• **SOURCE PASSAGE**
- - -

# werewolves



## Dafistofmork (Jan 9, 2009)

Question: are there any werewolves in fantasy, if so where do they come from, who do they worship, famous werewolves e.c.t.
I know that there are nordic werebears, and other were-cretures have been mentioned in the blood bowl fluff.
Any fluff related information welcome.
thanks


----------



## Vaz (Mar 19, 2008)

In the first Gotrek and Felix novel, Trollslayer, (I think the mini-story is called Ulric's Children), there is a story over the Children of Ulric, who take the form of Wolves, and this girls daughter, who Felix is captured alongside, is the child of one these. Her father slays a Tzeentchian Cultist Sorceror, who then takes the form of the Wolf-man, and nearly kills Felix, before, Gotrek rolls in.

Although she has human form, this Girl has a Wolfish "panting, laugh", and sharp, needle like teeth.

It's not clear whether she is a true Werewolf, but the fact that her father has the form of a Wolf-man, suggests that either by choice, or through time, she changes into one of these Children of Ulric. That's all I can remember, though from that, been a few months since I've read Trollslayer.

In the 6th Edition Hordes of Chaos, there is a story about a Norscan Trader/Bodyguard talking with an Empire Scholar, who tells of the Wulfen, which I assume is the Wolfish form of a Chaos Spawn. Because of their nature, I'd hazard a guess at saying they are unable to change back into human form.

The Vampire Counts Army Book, 7th Edition, there is an item called the Talisman of the Lycni, which increase the Movement of the Bearer, and Lycni is similar to Lycanthrope, which I think is the name for the either Werewolves, or just Were-creatures in general.

Lastly, there is a story of a Vampire who could turn himself into a Bat at will - it's not too hard to stretch that idea to a Wolf.

Hope that's okay.


----------



## Dafistofmork (Jan 9, 2009)

Thanks for that Vaz. i compleatly forgot about the children of ulric. wolf spawn i can belive in. a lycanthrope is a human affected with the werewolf curse (its ancient greek for wolf-man i think). in most other fluff(not just GW fluff) i have read vamps and werewolves hate each other, although some vampires have the gift of polymorphisum, it isn't exactly the same thing i think.
Now to find an army book with which to reprent the children of ulric with, and my master plan will come to frution! the pit is mine! [insert evil laugh here]


uh, i didn't say that.


----------



## squeek (Jun 8, 2008)

Woo Vaz to the rescue! :wink: Lycanthrope is definitely just related to wolves, I believe it is Greek as in _lukos_, wolf; and _anthropos_, man.


----------



## Dafistofmork (Jan 9, 2009)

sounds about right squeek. uh, any advice on army books?[insert _another_ evil laugh here]


----------



## Vaz (Mar 19, 2008)

- - -

• **SOURCE MATERIAL**
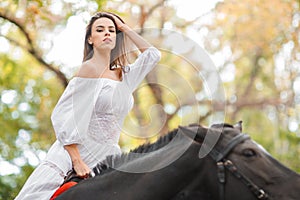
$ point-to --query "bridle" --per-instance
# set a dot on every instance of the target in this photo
(222, 164)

- - -

• **TASK REQUIREMENTS**
**A)** In the werewolves thread, which two Greek words does squeek give as the source of "lycanthrope"?
**B)** Reproduce the werewolves thread word for word from "## squeek (Jun" to "and _anthropos_, man.".
**C)** Resume the werewolves thread from the point where it stops.
The lines have no connection to the werewolves thread.

• **PER-TASK ANSWERS**
**A)** Lukos, meaning wolf, and anthropos, meaning man.

**B)**
## squeek (Jun 8, 2008)

Woo Vaz to the rescue! :wink: Lycanthrope is definitely just related to wolves, I believe it is Greek as in _lukos_, wolf; and _anthropos_, man.

**C)**
How about Orcs and Goblins? They have the bickering, and the pack mentality that normal wolves have. You could have the older, and more powerful ones knowing how to use their claws and fight more effectively, fully embracing the wolf side of them, (Black Orcs), all the way down to the outcast humans who have been bitten (Night Goblins), who still retain a semblance of the use of weaponry. Instead of using War Machines, or Chariots, you could just limit yourself to infantry.

Those who are nearest to wolves, could be used to represent cavalry (Wolf Riders, Boars, etc) - for example, the Goblins are the men who run on 4 legs, then rise up, and use their bows to shoot, but the Heavy Boar Cavalry are the biggest and baddest of the Wolves who are the most degenerate.

Alternatively, Beastmen, but that's just cheating.


----------



## Druchii in Space (Apr 7, 2008)

Werewolves where also attached to Norsca via the Man O War fluff, and the Westside Werewolves in blood Bowl where from Norsica as well. I'm pretty certain all were related stuff is Norse in Warhammer.

The closest thing to them really atm is Warriors of Chaos I'd reckon, using Dragon Ogres stat line to represent the strength and speed of a Crinos form. Chosen could be half transformed, or beserkers, and the Marauders would suit as the Norse themselves. Thats my thoughts on the matter anyway.


----------



## Micklez (Nov 22, 2008)

Dafistofmork said:


> and my master plan will come to frution! the pit is mine! [insert evil laugh here].



I cant believe it. HES WAS READING MT MIND. i had the exact same idea!!! only i was thinking of going with an Old-blood for the count-as due to scaly skin or a Chaos lord (but i thought that this would be to similar to Vaz current theme).

EDIT: Was also thinking about using an Ogre, but i dont own the Army-book


----------



## Dafistofmork (Jan 9, 2009)

Well the fluff for my character(this is work in progress) is a young maiden who is a werewolf(child of ulric prehaps). after her family was buthcherd by an overzealeus priest she swore vengence. epic dule, both walk away wounded and hating each other. both priest and werewolf arive in teila,unknowing that the other is there. may use the rules in the empire book for priest, but stuck on the maiden - narrowed down to WoC, BoC, vamps or elves. orcs could work, but not quite what i want.[insert _yet another_ evil laugh here-cos i feel like it]


----------



## Vaz (Mar 19, 2008)

Micklez said:


> I cant believe it. HES WAS READING MT MIND. i had the exact same idea!!! only i was thinking of going with an Old-blood for the count-as due to scaly skin or a Chaos lord (but i thought that this would be to similar to Vaz current theme).
> 
> EDIT: Was also thinking about using an Ogre, but i dont own the Army-book


I don't have a current theme - my only armies are currently Warriors of Chaos, who worship the Storm (Dragon Ogre fetish), and High Elves from Chrace (White Lion fetish), so by all means, go ahead and do whatever. I like the sounds of what you're doing, and would love to see it.


----------



## Micklez (Nov 22, 2008)

Vaz said:


> I don't have a current theme - my only armies are currently Warriors of Chaos, who worship the Storm (Dragon Ogre fetish), and High Elves from Chrace (White Lion fetish), so by all means, go ahead and do whatever. I like the sounds of what you're doing, and would love to see it.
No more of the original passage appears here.